Extracted entries —
========================================
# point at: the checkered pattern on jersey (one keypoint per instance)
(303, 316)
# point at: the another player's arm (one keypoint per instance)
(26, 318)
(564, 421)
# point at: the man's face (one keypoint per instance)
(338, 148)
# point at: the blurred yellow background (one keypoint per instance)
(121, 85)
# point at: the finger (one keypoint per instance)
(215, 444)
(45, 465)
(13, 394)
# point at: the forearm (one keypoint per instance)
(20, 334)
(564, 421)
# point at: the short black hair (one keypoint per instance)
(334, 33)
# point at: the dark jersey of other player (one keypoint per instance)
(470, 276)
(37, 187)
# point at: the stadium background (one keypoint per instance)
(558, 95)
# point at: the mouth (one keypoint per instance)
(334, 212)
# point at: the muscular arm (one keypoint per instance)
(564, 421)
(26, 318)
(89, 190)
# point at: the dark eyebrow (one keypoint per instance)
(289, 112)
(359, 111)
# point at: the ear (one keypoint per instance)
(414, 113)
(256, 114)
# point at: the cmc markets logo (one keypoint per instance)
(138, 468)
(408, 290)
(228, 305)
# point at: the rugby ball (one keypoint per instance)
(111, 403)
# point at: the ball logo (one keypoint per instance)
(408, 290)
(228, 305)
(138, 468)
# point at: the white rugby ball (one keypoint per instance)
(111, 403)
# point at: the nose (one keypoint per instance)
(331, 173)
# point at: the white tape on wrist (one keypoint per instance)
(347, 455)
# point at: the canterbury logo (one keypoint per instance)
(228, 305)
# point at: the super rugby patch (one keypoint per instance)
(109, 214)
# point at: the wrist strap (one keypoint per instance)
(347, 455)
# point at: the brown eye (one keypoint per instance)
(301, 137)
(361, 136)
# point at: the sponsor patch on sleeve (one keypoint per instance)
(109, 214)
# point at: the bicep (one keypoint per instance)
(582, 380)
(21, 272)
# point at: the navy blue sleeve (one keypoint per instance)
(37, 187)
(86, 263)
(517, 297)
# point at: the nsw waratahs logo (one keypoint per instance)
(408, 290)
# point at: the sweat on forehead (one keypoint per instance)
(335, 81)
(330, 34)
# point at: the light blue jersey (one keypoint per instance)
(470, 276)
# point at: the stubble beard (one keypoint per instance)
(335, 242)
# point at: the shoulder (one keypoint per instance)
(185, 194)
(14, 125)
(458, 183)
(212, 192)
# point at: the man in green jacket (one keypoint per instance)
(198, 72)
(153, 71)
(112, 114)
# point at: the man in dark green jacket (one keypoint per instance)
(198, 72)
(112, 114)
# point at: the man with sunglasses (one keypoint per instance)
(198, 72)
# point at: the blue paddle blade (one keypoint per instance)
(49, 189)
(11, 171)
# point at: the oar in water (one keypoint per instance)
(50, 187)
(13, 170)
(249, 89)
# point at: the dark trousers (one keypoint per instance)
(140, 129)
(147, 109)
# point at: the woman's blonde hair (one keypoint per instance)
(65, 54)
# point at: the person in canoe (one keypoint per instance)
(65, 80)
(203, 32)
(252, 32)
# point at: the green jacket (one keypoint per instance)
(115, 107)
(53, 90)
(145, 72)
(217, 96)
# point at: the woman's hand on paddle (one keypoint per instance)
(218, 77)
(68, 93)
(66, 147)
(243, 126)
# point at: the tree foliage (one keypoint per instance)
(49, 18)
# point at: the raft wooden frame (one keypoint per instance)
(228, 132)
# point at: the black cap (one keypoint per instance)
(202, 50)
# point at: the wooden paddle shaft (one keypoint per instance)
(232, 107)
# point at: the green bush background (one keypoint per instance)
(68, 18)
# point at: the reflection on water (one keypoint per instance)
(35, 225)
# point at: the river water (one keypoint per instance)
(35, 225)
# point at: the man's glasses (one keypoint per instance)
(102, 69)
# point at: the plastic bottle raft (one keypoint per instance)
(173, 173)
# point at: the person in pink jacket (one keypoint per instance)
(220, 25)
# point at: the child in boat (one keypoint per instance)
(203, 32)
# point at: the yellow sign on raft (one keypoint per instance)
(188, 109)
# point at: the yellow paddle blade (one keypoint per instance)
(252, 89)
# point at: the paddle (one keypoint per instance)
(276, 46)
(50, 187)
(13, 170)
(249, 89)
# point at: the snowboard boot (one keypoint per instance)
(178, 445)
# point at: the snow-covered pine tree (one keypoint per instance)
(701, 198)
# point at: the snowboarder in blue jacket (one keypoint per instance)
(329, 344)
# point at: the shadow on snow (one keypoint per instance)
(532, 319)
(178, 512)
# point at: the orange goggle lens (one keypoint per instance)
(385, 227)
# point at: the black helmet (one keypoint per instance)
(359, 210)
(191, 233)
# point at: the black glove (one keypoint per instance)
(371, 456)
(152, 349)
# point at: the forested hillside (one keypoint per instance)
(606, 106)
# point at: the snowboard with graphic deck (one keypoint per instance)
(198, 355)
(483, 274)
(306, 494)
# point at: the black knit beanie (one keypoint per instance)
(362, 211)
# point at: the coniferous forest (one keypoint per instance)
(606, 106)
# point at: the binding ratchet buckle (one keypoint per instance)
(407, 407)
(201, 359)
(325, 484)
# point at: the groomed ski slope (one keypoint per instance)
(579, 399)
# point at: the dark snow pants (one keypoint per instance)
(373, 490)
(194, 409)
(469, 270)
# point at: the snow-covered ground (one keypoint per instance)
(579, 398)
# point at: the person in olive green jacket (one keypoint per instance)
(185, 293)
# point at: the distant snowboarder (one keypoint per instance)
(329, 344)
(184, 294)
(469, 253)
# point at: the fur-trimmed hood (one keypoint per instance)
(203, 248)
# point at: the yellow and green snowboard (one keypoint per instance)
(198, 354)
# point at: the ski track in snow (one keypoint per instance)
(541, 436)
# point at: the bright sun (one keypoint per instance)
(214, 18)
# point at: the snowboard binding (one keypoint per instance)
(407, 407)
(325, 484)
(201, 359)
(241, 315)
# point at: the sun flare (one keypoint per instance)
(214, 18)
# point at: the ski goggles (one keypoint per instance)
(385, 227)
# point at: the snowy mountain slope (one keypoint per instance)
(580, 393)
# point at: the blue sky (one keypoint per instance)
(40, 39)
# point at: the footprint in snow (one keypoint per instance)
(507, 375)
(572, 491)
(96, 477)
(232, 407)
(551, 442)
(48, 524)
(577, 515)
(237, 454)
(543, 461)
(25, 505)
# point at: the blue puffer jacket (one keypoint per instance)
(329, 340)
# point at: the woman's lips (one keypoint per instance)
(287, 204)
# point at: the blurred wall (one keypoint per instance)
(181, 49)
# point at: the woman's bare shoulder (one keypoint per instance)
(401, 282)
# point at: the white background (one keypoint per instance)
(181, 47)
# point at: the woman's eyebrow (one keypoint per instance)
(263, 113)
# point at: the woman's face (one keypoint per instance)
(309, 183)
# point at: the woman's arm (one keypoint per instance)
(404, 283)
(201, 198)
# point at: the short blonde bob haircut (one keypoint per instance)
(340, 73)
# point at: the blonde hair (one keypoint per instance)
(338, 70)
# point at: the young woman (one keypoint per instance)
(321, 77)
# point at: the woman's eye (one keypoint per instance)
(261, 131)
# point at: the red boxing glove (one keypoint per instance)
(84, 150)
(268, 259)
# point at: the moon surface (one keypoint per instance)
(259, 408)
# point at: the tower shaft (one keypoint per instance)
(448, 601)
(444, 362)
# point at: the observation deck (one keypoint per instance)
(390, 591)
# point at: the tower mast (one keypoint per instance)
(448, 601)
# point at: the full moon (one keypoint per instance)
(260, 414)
========================================
What the exercise asks — Reproduce the entries above in full, verbatim.

Answer space —
# point at: the checkered pattern on jersey (one keypoint per instance)
(303, 316)
# point at: the another player's arm (one keypoint per instance)
(26, 318)
(564, 421)
# point at: the man's face (one keypoint per instance)
(338, 148)
# point at: the blurred yellow background (one keypoint per instance)
(121, 85)
# point at: the finger (one keypoint per instance)
(215, 444)
(45, 465)
(13, 394)
# point at: the forearm (one keypoint per instance)
(20, 334)
(564, 421)
# point at: the short black hair (one keypoint per instance)
(334, 33)
# point at: the dark jersey of other player (one keypoint per instance)
(470, 276)
(37, 187)
# point at: the stadium background (one keypoint per instance)
(558, 95)
# point at: the mouth (one keypoint per instance)
(334, 212)
# point at: the muscular arm (one keypoint per instance)
(564, 421)
(26, 318)
(89, 190)
# point at: the dark eyebrow (one keypoint per instance)
(289, 112)
(359, 111)
# point at: the ear (one keypoint per instance)
(414, 113)
(256, 114)
# point at: the cmc markets logo (one keypoint per instance)
(138, 468)
(408, 290)
(228, 305)
# point at: the rugby ball (one keypoint per instance)
(111, 403)
# point at: the ball logo (one keypoint per instance)
(408, 290)
(228, 305)
(138, 468)
# point at: the white rugby ball (one keypoint per instance)
(111, 403)
# point at: the nose (one keypoint per instance)
(331, 173)
# point at: the white tape on wrist (one keypoint per instance)
(347, 455)
# point at: the canterbury logo (one keypoint per instance)
(228, 305)
# point at: the super rugby patch (one keypoint per instance)
(109, 214)
# point at: the wrist strap (one keypoint per instance)
(347, 455)
# point at: the brown eye (one keypoint per instance)
(301, 137)
(361, 136)
# point at: the sponsor patch on sleeve (one keypoint per instance)
(109, 214)
# point at: the bicep (one keypoint per instance)
(582, 380)
(21, 272)
# point at: the navy blue sleeve (one keypoint per instance)
(37, 187)
(86, 263)
(517, 297)
# point at: the nsw waratahs logo (one keypoint per instance)
(408, 290)
# point at: the sweat on forehead (one keypoint per instance)
(335, 81)
(330, 34)
# point at: the light blue jersey (one keypoint per instance)
(470, 276)
# point at: the stubble beard (one keypoint per instance)
(335, 242)
# point at: the shoulder (one keypoint per instance)
(185, 194)
(14, 125)
(458, 183)
(212, 192)
# point at: the man in green jacket (one keypoint per instance)
(198, 72)
(153, 71)
(112, 114)
# point at: the man in dark green jacket (one keypoint per instance)
(198, 72)
(112, 114)
# point at: the man with sunglasses (one keypoint per instance)
(198, 72)
# point at: the blue paddle blade (one keypoint per instance)
(49, 189)
(11, 171)
# point at: the oar in water (one keypoint per instance)
(50, 187)
(13, 170)
(249, 89)
# point at: the dark trousers (one keypoint per instance)
(140, 129)
(147, 109)
# point at: the woman's blonde hair (one keypoint per instance)
(65, 54)
# point at: the person in canoe (one keypoint per instance)
(65, 80)
(203, 32)
(252, 32)
# point at: the green jacket (one keypoint per instance)
(115, 107)
(53, 90)
(145, 72)
(217, 96)
# point at: the woman's hand on paddle (one keypoint per instance)
(218, 77)
(68, 93)
(66, 147)
(243, 126)
# point at: the tree foliage (one keypoint per instance)
(49, 18)
# point at: the raft wooden frame (one keypoint per instance)
(228, 132)
# point at: the black cap (one keypoint per instance)
(202, 50)
# point at: the wooden paddle shaft (one keypoint per instance)
(232, 107)
# point at: the green bush background (one keypoint per instance)
(68, 18)
# point at: the reflection on water (one keypoint per instance)
(35, 225)
# point at: the river water (one keypoint per instance)
(35, 225)
# point at: the man's glasses (one keypoint per instance)
(102, 69)
# point at: the plastic bottle raft (one keypoint per instance)
(173, 173)
# point at: the person in pink jacket (one keypoint per instance)
(220, 25)
# point at: the child in boat (one keypoint per instance)
(203, 32)
# point at: the yellow sign on raft (one keypoint per instance)
(188, 109)
# point at: the yellow paddle blade (one keypoint per instance)
(252, 89)
# point at: the paddle (one keypoint per instance)
(276, 46)
(50, 187)
(13, 170)
(249, 89)
# point at: the snowboard boot (one keypoint per instance)
(178, 445)
# point at: the snow-covered pine tree (one keypoint per instance)
(701, 198)
# point at: the snowboarder in blue jacket (one keypoint per instance)
(329, 344)
# point at: the shadow on snow (one keypoint per instance)
(532, 319)
(178, 512)
# point at: the orange goggle lens (one keypoint per instance)
(385, 227)
# point at: the black helmet (one keypoint per instance)
(359, 210)
(191, 233)
# point at: the black glove (one keypoint per instance)
(371, 456)
(152, 349)
# point at: the forested hillside (one keypoint per instance)
(606, 106)
# point at: the snowboard with graphic deck (one keypoint per instance)
(198, 355)
(483, 274)
(306, 494)
# point at: the black knit beanie (one keypoint per instance)
(362, 211)
# point at: the coniferous forest (one keypoint per instance)
(606, 106)
# point at: the binding ratchet buckle (one keypoint per instance)
(407, 407)
(201, 359)
(325, 484)
# point at: the groomed ski slope (one keypoint per instance)
(579, 399)
# point at: the dark snow pants (one keypoint per instance)
(373, 490)
(194, 409)
(469, 270)
# point at: the snow-covered ground (one keypoint per instance)
(579, 398)
# point at: the person in olive green jacket (one keypoint per instance)
(185, 293)
# point at: the distant snowboarder (one keypoint per instance)
(329, 344)
(184, 294)
(469, 253)
# point at: the fur-trimmed hood (one keypoint per instance)
(203, 248)
# point at: the yellow and green snowboard (one keypoint per instance)
(198, 354)
# point at: the ski track in snow (one keypoint per instance)
(541, 436)
# point at: the bright sun (one keypoint per instance)
(214, 18)
# point at: the snowboard binding (one keypoint per instance)
(407, 407)
(325, 484)
(201, 359)
(241, 315)
# point at: the sun flare (one keypoint per instance)
(214, 18)
# point at: the ski goggles (one keypoint per instance)
(385, 227)
# point at: the snowy mountain slope (one keypoint per instance)
(580, 393)
# point at: the blue sky (one keypoint per instance)
(40, 39)
# point at: the footprint in snow (one keypoint per instance)
(507, 375)
(572, 491)
(96, 477)
(232, 407)
(551, 442)
(48, 524)
(577, 515)
(237, 454)
(543, 461)
(25, 505)
# point at: the blue puffer jacket (one keypoint per instance)
(329, 340)
# point at: the woman's lips (one keypoint per instance)
(287, 204)
# point at: the blurred wall (one keypoint per instance)
(181, 49)
# point at: the woman's bare shoulder (one keypoint per instance)
(401, 282)
# point at: the white background (one keypoint per instance)
(181, 47)
# point at: the woman's eyebrow (one keypoint per instance)
(263, 113)
# point at: the woman's face (one keypoint per instance)
(309, 183)
# point at: the woman's arm (one keypoint per instance)
(404, 283)
(201, 198)
# point at: the short blonde bob haircut (one keypoint per instance)
(340, 73)
# point at: the blonde hair (one keypoint per instance)
(338, 70)
# point at: the young woman (one keypoint per instance)
(321, 77)
# point at: the woman's eye (one keypoint per instance)
(261, 131)
# point at: the red boxing glove (one keypoint per instance)
(84, 150)
(268, 259)
# point at: the moon surface (one keypoint per instance)
(259, 408)
# point at: the tower shaft (one keypoint per instance)
(448, 601)
(444, 362)
# point at: the observation deck (one keypoint per instance)
(390, 591)
# point at: the tower mast (one keypoint per instance)
(448, 601)
# point at: the full moon (one keypoint per instance)
(260, 414)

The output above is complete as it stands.